What to work on: Each line from the first line of the entries through the line holding "box: [259, 49, 266, 56]" is to be restated word for word; nothing else, and no picture, belongs in the answer.

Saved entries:
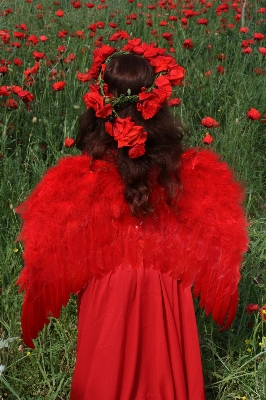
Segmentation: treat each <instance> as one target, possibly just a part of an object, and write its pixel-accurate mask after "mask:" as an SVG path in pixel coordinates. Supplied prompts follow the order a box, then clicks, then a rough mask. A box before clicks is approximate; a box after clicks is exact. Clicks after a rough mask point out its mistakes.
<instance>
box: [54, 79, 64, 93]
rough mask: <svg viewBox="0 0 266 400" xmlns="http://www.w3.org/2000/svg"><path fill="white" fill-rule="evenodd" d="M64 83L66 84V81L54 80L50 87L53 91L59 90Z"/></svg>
mask: <svg viewBox="0 0 266 400" xmlns="http://www.w3.org/2000/svg"><path fill="white" fill-rule="evenodd" d="M65 85H66V82H64V81H60V82H55V83H53V85H52V89H53V90H54V91H55V92H59V91H60V90H63V89H64V87H65Z"/></svg>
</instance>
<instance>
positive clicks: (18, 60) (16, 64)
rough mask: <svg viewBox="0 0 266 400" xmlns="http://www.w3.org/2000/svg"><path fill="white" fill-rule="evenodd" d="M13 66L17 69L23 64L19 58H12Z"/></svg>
mask: <svg viewBox="0 0 266 400" xmlns="http://www.w3.org/2000/svg"><path fill="white" fill-rule="evenodd" d="M13 63H14V65H16V66H17V67H19V66H20V65H22V64H23V61H22V60H21V59H20V58H14V60H13Z"/></svg>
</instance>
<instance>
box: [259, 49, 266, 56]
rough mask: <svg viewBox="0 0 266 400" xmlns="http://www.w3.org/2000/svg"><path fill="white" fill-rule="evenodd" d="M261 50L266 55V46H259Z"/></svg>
mask: <svg viewBox="0 0 266 400" xmlns="http://www.w3.org/2000/svg"><path fill="white" fill-rule="evenodd" d="M259 52H260V53H261V54H262V55H263V56H266V47H259Z"/></svg>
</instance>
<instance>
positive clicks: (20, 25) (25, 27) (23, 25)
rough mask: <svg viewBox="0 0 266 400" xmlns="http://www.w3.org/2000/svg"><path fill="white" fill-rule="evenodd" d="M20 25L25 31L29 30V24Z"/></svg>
mask: <svg viewBox="0 0 266 400" xmlns="http://www.w3.org/2000/svg"><path fill="white" fill-rule="evenodd" d="M18 27H19V28H21V29H22V30H23V31H27V30H28V27H27V25H26V24H23V23H22V24H19V25H18Z"/></svg>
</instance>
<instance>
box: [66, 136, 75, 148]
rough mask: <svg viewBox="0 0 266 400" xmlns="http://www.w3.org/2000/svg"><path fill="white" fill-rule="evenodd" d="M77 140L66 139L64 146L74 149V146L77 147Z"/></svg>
mask: <svg viewBox="0 0 266 400" xmlns="http://www.w3.org/2000/svg"><path fill="white" fill-rule="evenodd" d="M75 143H76V142H75V139H72V138H66V139H65V142H64V145H65V146H66V147H73V146H75Z"/></svg>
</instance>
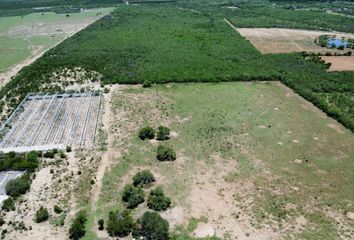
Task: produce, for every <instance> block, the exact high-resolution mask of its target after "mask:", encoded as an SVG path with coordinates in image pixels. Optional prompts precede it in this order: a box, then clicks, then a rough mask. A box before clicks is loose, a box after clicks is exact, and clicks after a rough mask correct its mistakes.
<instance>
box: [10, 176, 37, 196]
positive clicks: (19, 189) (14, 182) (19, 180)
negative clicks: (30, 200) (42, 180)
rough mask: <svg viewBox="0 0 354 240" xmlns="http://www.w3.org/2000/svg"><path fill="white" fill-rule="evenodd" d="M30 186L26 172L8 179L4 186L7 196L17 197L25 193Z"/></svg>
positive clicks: (29, 177)
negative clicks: (7, 181) (10, 179)
mask: <svg viewBox="0 0 354 240" xmlns="http://www.w3.org/2000/svg"><path fill="white" fill-rule="evenodd" d="M30 187H31V179H30V177H29V175H28V174H24V175H22V176H21V177H18V178H15V179H12V180H10V181H8V182H7V184H6V186H5V192H6V194H7V195H9V196H11V197H13V198H17V197H18V196H20V195H22V194H25V193H26V192H27V191H28V190H29V189H30Z"/></svg>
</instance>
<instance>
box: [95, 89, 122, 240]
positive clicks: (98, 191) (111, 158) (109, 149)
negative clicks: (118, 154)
mask: <svg viewBox="0 0 354 240" xmlns="http://www.w3.org/2000/svg"><path fill="white" fill-rule="evenodd" d="M118 88H119V85H113V87H111V89H110V92H109V93H107V94H104V113H103V116H102V124H103V127H102V130H103V131H104V132H106V133H107V151H106V152H104V153H103V154H102V158H101V161H100V163H99V165H98V168H97V172H96V184H95V185H94V186H93V188H92V192H91V209H92V211H93V212H95V211H96V209H97V208H96V204H97V201H98V199H99V196H100V193H101V189H102V179H103V177H104V174H105V172H106V170H107V169H108V168H109V166H110V165H111V159H112V157H113V156H112V154H113V153H114V156H115V157H116V156H117V153H116V152H114V151H111V147H112V144H113V141H114V137H113V135H112V134H111V131H110V129H111V121H110V120H111V117H112V114H113V113H112V110H111V101H112V93H113V92H114V91H115V90H116V89H118ZM97 220H98V219H95V222H97ZM94 231H95V233H96V234H97V236H99V237H106V236H101V235H102V234H104V233H105V232H103V231H97V228H94Z"/></svg>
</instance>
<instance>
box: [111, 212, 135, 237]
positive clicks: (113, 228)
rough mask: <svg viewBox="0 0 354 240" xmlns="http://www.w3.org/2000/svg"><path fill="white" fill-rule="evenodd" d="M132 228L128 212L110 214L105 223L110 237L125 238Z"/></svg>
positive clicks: (113, 213) (118, 212) (129, 215)
mask: <svg viewBox="0 0 354 240" xmlns="http://www.w3.org/2000/svg"><path fill="white" fill-rule="evenodd" d="M133 226H134V220H133V218H132V217H131V216H130V213H129V211H127V210H124V211H123V212H119V211H116V212H110V213H109V216H108V222H107V232H108V233H109V235H110V236H112V237H126V236H128V235H129V234H130V233H131V231H132V228H133Z"/></svg>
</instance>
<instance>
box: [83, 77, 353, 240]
mask: <svg viewBox="0 0 354 240" xmlns="http://www.w3.org/2000/svg"><path fill="white" fill-rule="evenodd" d="M114 96H115V97H114V98H113V101H112V111H113V113H115V114H114V115H113V116H114V117H113V118H112V119H111V122H112V124H113V127H112V129H111V132H110V133H109V134H112V136H113V137H114V138H115V139H116V140H115V141H114V144H113V146H108V151H112V152H113V154H112V159H111V160H112V163H113V165H112V167H111V168H110V170H109V171H108V172H107V173H106V174H105V177H104V179H103V184H102V192H101V195H100V199H99V201H98V203H97V206H96V211H95V212H94V213H93V215H92V216H91V217H92V218H95V219H99V218H105V219H106V218H107V216H108V212H109V210H113V209H122V208H123V207H124V204H123V203H122V202H121V199H120V198H121V196H120V193H119V192H120V191H121V190H122V188H123V186H124V185H125V184H126V183H128V182H129V181H130V179H131V176H132V175H134V173H135V172H137V171H138V169H150V170H151V171H152V172H153V173H154V174H155V176H156V177H157V183H156V184H157V185H159V186H162V187H163V188H164V190H165V192H166V194H167V195H168V196H171V197H172V199H171V200H172V205H173V210H172V212H166V213H164V217H165V218H167V219H169V220H170V224H171V225H172V226H173V228H174V229H175V234H176V236H182V238H180V239H188V238H187V236H191V232H192V231H193V230H194V229H195V227H196V225H197V223H196V222H199V221H197V220H195V219H202V220H201V222H204V223H205V222H207V224H210V225H211V226H212V227H213V228H214V229H215V231H216V233H217V235H218V236H219V237H221V238H223V239H228V238H230V239H234V237H235V236H238V237H241V236H245V234H248V235H249V236H253V237H257V236H262V235H263V236H264V234H270V233H269V232H264V231H265V230H264V227H265V226H270V227H271V228H272V229H273V232H272V234H273V235H271V236H272V237H285V236H290V235H291V236H297V237H298V238H303V239H312V237H313V236H315V235H316V234H317V233H319V232H322V233H323V234H322V235H321V236H323V237H324V238H323V239H332V238H338V236H339V235H340V236H346V237H347V238H348V236H353V234H354V232H353V231H352V230H351V229H353V222H350V220H348V219H347V218H346V217H345V214H346V213H347V212H352V211H354V208H353V206H354V195H353V192H352V189H353V187H354V186H353V182H354V179H353V176H352V172H353V170H354V163H353V162H352V161H351V159H353V157H354V151H353V149H354V148H353V146H354V139H353V135H352V133H351V132H350V131H349V130H346V129H345V128H343V127H341V126H340V125H338V124H337V123H336V122H335V121H333V120H332V119H330V118H328V117H326V116H325V115H324V114H323V113H322V112H321V111H319V110H318V109H316V108H314V107H313V106H312V105H311V104H309V103H308V102H306V101H304V100H303V99H301V98H299V97H298V96H296V95H294V94H293V93H292V91H291V90H289V89H287V88H285V87H284V86H282V85H281V86H280V85H278V84H275V83H218V84H183V85H177V84H170V85H161V86H156V87H153V88H151V89H144V90H142V89H136V88H132V89H126V90H124V91H123V92H122V93H119V94H116V95H114ZM221 106H222V108H221ZM122 113H124V114H123V116H121V117H120V118H117V117H116V116H117V115H120V114H122ZM313 123H316V124H313ZM148 124H149V125H151V126H153V127H157V126H158V125H160V124H163V125H166V126H169V127H170V128H171V131H172V132H174V137H172V138H171V139H170V140H168V144H170V145H172V146H173V147H174V149H176V150H177V160H176V161H175V162H171V163H161V162H158V161H157V160H156V159H155V154H156V147H157V144H155V143H154V142H151V141H141V140H140V139H139V138H138V136H137V132H138V129H139V128H140V127H142V126H145V125H148ZM118 153H119V154H118ZM115 155H118V156H119V155H120V156H121V157H114V156H115ZM201 203H203V204H201ZM144 209H146V206H144V205H143V206H140V207H139V208H137V209H136V210H134V212H133V215H134V216H139V215H140V214H141V213H142V212H143V211H144ZM179 210H180V211H181V213H179V214H177V213H176V212H174V211H177V212H178V211H179ZM173 216H175V217H176V216H177V217H176V218H177V219H176V218H171V217H173ZM193 219H194V220H193ZM205 219H207V221H206V220H205ZM299 219H305V220H303V222H304V223H302V224H303V225H301V223H299ZM336 221H340V222H341V224H340V226H339V225H336V224H335V222H336ZM300 222H301V221H300ZM242 226H246V227H242ZM92 227H93V226H92V225H89V228H90V229H91V228H92ZM183 236H185V237H186V238H183ZM86 239H94V233H93V232H90V233H89V234H88V237H87V238H86ZM177 239H179V238H177Z"/></svg>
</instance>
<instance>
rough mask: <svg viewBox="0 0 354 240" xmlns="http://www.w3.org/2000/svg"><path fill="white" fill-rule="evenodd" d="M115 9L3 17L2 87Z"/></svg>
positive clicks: (0, 21)
mask: <svg viewBox="0 0 354 240" xmlns="http://www.w3.org/2000/svg"><path fill="white" fill-rule="evenodd" d="M112 9H113V8H100V9H90V10H85V11H82V12H80V13H70V14H69V15H68V16H66V14H55V13H52V12H44V13H33V14H29V15H25V16H22V17H21V16H13V17H0V59H1V62H0V84H3V83H4V82H7V81H8V80H9V79H10V77H11V76H14V75H15V74H16V73H17V72H18V71H19V70H20V69H21V68H22V67H23V66H25V65H28V64H30V63H31V62H33V61H34V60H35V59H37V58H38V57H39V56H41V54H42V53H43V52H45V51H46V50H48V49H49V48H51V47H53V46H55V45H56V44H58V43H59V42H61V41H62V40H64V39H65V38H67V37H69V36H71V35H72V34H74V33H76V32H77V31H79V30H81V29H83V28H84V27H86V26H87V25H89V24H90V23H92V22H93V21H96V20H97V19H98V18H100V17H102V16H104V15H106V14H107V13H109V12H110V11H112Z"/></svg>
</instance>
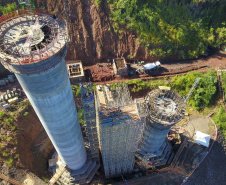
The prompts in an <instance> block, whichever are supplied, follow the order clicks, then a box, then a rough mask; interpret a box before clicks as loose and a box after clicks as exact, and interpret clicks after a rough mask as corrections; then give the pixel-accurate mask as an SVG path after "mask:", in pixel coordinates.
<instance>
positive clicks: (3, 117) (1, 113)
mask: <svg viewBox="0 0 226 185" xmlns="http://www.w3.org/2000/svg"><path fill="white" fill-rule="evenodd" d="M4 116H5V112H0V120H1V119H3V118H4Z"/></svg>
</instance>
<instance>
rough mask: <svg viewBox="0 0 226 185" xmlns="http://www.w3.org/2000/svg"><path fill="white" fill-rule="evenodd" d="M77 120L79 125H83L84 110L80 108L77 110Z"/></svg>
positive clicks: (83, 109) (84, 115)
mask: <svg viewBox="0 0 226 185" xmlns="http://www.w3.org/2000/svg"><path fill="white" fill-rule="evenodd" d="M78 119H79V123H80V124H81V125H83V124H84V123H85V115H84V109H82V108H78Z"/></svg>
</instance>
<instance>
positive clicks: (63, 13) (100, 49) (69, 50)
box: [36, 0, 151, 64]
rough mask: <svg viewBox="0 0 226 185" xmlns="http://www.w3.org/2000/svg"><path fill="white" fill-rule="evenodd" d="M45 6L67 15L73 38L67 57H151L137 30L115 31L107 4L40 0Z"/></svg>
mask: <svg viewBox="0 0 226 185" xmlns="http://www.w3.org/2000/svg"><path fill="white" fill-rule="evenodd" d="M43 6H44V7H45V8H46V9H47V10H48V11H49V12H53V11H58V12H59V13H60V14H61V15H63V16H64V17H66V20H67V22H68V26H69V33H70V38H71V42H70V43H69V44H68V54H67V59H80V60H82V61H83V63H84V64H93V63H95V61H101V60H104V59H106V58H113V57H127V56H128V55H131V56H133V59H135V60H145V59H149V60H150V59H151V57H150V56H149V54H148V52H147V51H146V50H145V48H144V47H141V46H140V44H139V42H138V41H137V36H136V34H135V33H133V32H132V31H129V30H126V31H124V32H123V33H121V34H116V33H115V32H114V30H113V27H112V22H111V21H110V19H109V15H108V11H109V10H108V7H107V3H105V4H104V3H103V4H102V6H101V7H100V8H98V7H97V6H96V4H95V3H92V0H46V1H43V0H37V4H36V7H43Z"/></svg>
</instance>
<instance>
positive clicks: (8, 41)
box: [0, 10, 67, 65]
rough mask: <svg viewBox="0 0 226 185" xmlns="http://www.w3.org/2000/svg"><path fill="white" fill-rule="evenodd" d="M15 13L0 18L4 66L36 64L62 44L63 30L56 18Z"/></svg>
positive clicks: (36, 14)
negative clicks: (33, 63) (36, 63)
mask: <svg viewBox="0 0 226 185" xmlns="http://www.w3.org/2000/svg"><path fill="white" fill-rule="evenodd" d="M45 13H46V12H41V11H38V10H35V12H34V13H33V14H29V13H27V12H26V11H24V10H16V11H15V12H11V13H9V14H7V15H3V16H2V17H0V59H1V61H4V62H3V65H4V63H7V64H8V65H27V64H32V63H38V62H40V61H43V60H46V59H48V58H50V57H52V56H54V55H56V54H57V53H58V52H59V51H60V50H61V49H62V48H63V47H64V46H65V44H66V36H67V27H66V26H65V24H64V23H63V22H62V21H61V20H62V19H61V20H60V18H59V17H58V16H55V15H47V14H45Z"/></svg>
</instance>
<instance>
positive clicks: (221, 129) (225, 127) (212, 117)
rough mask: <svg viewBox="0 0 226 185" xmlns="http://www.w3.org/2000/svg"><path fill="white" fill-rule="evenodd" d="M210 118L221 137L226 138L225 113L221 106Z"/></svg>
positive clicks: (223, 109) (224, 111)
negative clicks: (210, 117) (214, 125)
mask: <svg viewBox="0 0 226 185" xmlns="http://www.w3.org/2000/svg"><path fill="white" fill-rule="evenodd" d="M212 118H213V120H214V122H215V123H216V125H217V127H218V128H219V129H220V130H221V131H222V133H223V136H224V137H225V138H226V112H225V111H224V109H223V107H222V106H220V107H219V108H218V110H217V111H216V113H215V114H214V115H213V117H212Z"/></svg>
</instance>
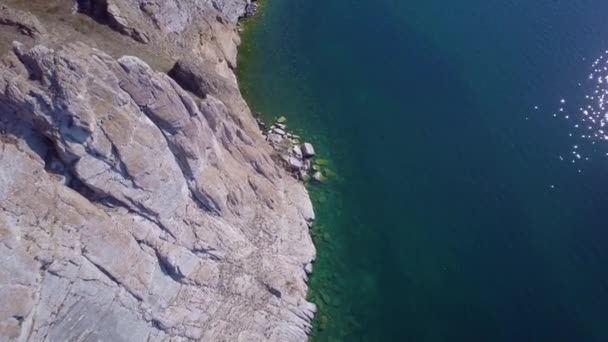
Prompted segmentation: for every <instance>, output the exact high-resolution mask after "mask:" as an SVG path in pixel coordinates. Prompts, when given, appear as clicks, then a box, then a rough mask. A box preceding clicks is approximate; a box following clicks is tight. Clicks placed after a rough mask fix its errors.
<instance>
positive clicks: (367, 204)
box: [238, 0, 608, 342]
mask: <svg viewBox="0 0 608 342" xmlns="http://www.w3.org/2000/svg"><path fill="white" fill-rule="evenodd" d="M262 8H263V9H262V13H261V14H260V15H259V16H258V17H257V18H256V19H255V21H253V22H251V23H249V24H248V25H247V26H248V29H247V31H246V32H245V34H244V36H243V38H244V44H243V46H242V48H241V50H240V61H239V63H240V65H239V70H238V72H239V82H240V83H241V87H242V91H243V93H244V95H245V98H246V99H247V100H248V102H249V103H250V104H251V106H252V108H253V109H254V110H255V111H259V112H262V113H263V117H265V118H266V119H267V120H272V118H274V117H278V116H280V115H285V116H286V117H287V118H288V124H289V126H290V127H291V128H292V129H293V130H295V131H296V132H299V133H300V134H301V135H303V136H305V137H306V138H307V139H308V140H310V141H312V142H313V143H314V144H315V146H316V149H317V150H318V152H319V154H320V157H321V158H323V159H326V160H327V162H328V165H327V168H328V169H329V170H331V171H333V172H335V173H336V176H334V177H330V181H329V182H328V183H327V184H324V185H320V186H319V185H314V184H311V185H310V191H311V194H312V197H313V201H314V204H315V209H316V212H317V215H318V222H317V224H316V226H315V227H314V230H313V234H314V239H315V243H316V245H317V249H318V260H317V262H316V264H315V271H314V274H313V277H312V279H311V281H310V286H311V292H310V300H312V301H314V302H315V303H317V305H318V307H319V312H318V314H317V316H316V318H315V331H314V333H313V336H312V340H313V341H416V342H418V341H468V342H469V341H484V342H485V341H608V222H607V221H608V156H607V155H606V153H608V141H607V140H603V124H602V122H601V117H602V116H603V115H605V111H604V109H603V96H601V94H602V93H603V89H604V88H603V86H604V83H603V82H602V80H601V79H598V78H603V77H604V76H605V75H606V74H608V73H606V72H605V70H604V69H603V66H604V61H605V60H606V59H607V58H608V54H606V51H605V50H606V49H608V2H607V1H605V0H568V1H565V0H535V1H523V0H518V1H515V0H461V1H445V0H427V1H410V0H377V1H362V0H348V1H347V0H327V1H323V2H315V1H304V0H263V6H262ZM600 57H602V58H603V59H601V60H599V61H598V62H597V63H595V61H596V59H598V58H600ZM595 69H597V70H595ZM606 81H608V79H607V80H606ZM596 92H598V93H596ZM586 96H587V97H586ZM584 111H588V112H584ZM589 112H591V114H593V115H596V116H598V118H595V119H593V120H591V118H590V117H591V116H592V115H591V114H590V113H589ZM591 121H593V122H591ZM607 131H608V128H607Z"/></svg>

Final answer:
Segmentation: treat each <instance> as one target, possibly just a part of an object, and write its pixel-accurate mask after "mask:" as an SVG path in pixel coordinates. Supplied prompts follow the order a box, then clicks, then a rough mask. A box before clicks is approximate; a box after clicks is exact. Clicks after a rough mask point out its mistakes.
<instance>
box: [54, 79, 64, 93]
rough mask: <svg viewBox="0 0 266 400" xmlns="http://www.w3.org/2000/svg"><path fill="white" fill-rule="evenodd" d="M64 83L66 84V81L54 80L50 87L53 91L59 90Z"/></svg>
mask: <svg viewBox="0 0 266 400" xmlns="http://www.w3.org/2000/svg"><path fill="white" fill-rule="evenodd" d="M65 85H66V82H64V81H60V82H55V83H53V85H52V89H53V90H54V91H55V92H59V91H60V90H63V89H64V87H65Z"/></svg>
</instance>
<instance>
positive clicks: (18, 60) (16, 64)
rough mask: <svg viewBox="0 0 266 400" xmlns="http://www.w3.org/2000/svg"><path fill="white" fill-rule="evenodd" d="M13 66L17 69L23 64L19 58H12Z"/></svg>
mask: <svg viewBox="0 0 266 400" xmlns="http://www.w3.org/2000/svg"><path fill="white" fill-rule="evenodd" d="M13 63H14V65H16V66H17V67H19V66H20V65H22V64H23V61H22V60H21V59H20V58H14V60H13Z"/></svg>
</instance>
<instance>
box: [259, 49, 266, 56]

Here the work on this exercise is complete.